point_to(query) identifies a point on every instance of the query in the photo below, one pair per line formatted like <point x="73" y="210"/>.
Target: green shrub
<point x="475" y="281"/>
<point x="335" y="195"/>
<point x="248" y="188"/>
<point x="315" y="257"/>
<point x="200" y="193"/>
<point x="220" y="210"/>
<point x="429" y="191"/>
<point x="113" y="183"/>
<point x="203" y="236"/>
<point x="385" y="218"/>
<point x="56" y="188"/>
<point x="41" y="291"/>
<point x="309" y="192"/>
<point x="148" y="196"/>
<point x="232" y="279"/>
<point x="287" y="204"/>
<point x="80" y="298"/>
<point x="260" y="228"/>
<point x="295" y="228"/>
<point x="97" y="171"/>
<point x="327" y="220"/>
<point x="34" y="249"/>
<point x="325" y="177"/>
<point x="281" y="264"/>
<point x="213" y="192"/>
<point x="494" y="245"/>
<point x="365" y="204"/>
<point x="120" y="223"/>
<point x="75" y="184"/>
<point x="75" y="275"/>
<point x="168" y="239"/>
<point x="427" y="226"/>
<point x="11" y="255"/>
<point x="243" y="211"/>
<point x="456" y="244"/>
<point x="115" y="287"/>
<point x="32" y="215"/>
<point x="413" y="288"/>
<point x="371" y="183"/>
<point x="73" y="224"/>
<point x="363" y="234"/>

Exercise brief
Copy each line of the material exactly as written.

Answer to the exercise
point_to(query) identifies a point on every instance of the query in the photo below, one pair per line formatted like <point x="73" y="210"/>.
Target: green shrub
<point x="475" y="281"/>
<point x="335" y="195"/>
<point x="248" y="188"/>
<point x="315" y="257"/>
<point x="200" y="193"/>
<point x="220" y="210"/>
<point x="429" y="191"/>
<point x="113" y="183"/>
<point x="203" y="236"/>
<point x="385" y="218"/>
<point x="56" y="188"/>
<point x="41" y="291"/>
<point x="309" y="192"/>
<point x="148" y="196"/>
<point x="232" y="279"/>
<point x="287" y="204"/>
<point x="80" y="298"/>
<point x="260" y="228"/>
<point x="295" y="228"/>
<point x="97" y="171"/>
<point x="327" y="220"/>
<point x="34" y="249"/>
<point x="325" y="177"/>
<point x="281" y="264"/>
<point x="213" y="192"/>
<point x="494" y="245"/>
<point x="365" y="204"/>
<point x="120" y="223"/>
<point x="75" y="184"/>
<point x="75" y="275"/>
<point x="168" y="239"/>
<point x="427" y="226"/>
<point x="11" y="255"/>
<point x="243" y="211"/>
<point x="456" y="244"/>
<point x="115" y="287"/>
<point x="32" y="215"/>
<point x="413" y="288"/>
<point x="371" y="183"/>
<point x="73" y="224"/>
<point x="363" y="234"/>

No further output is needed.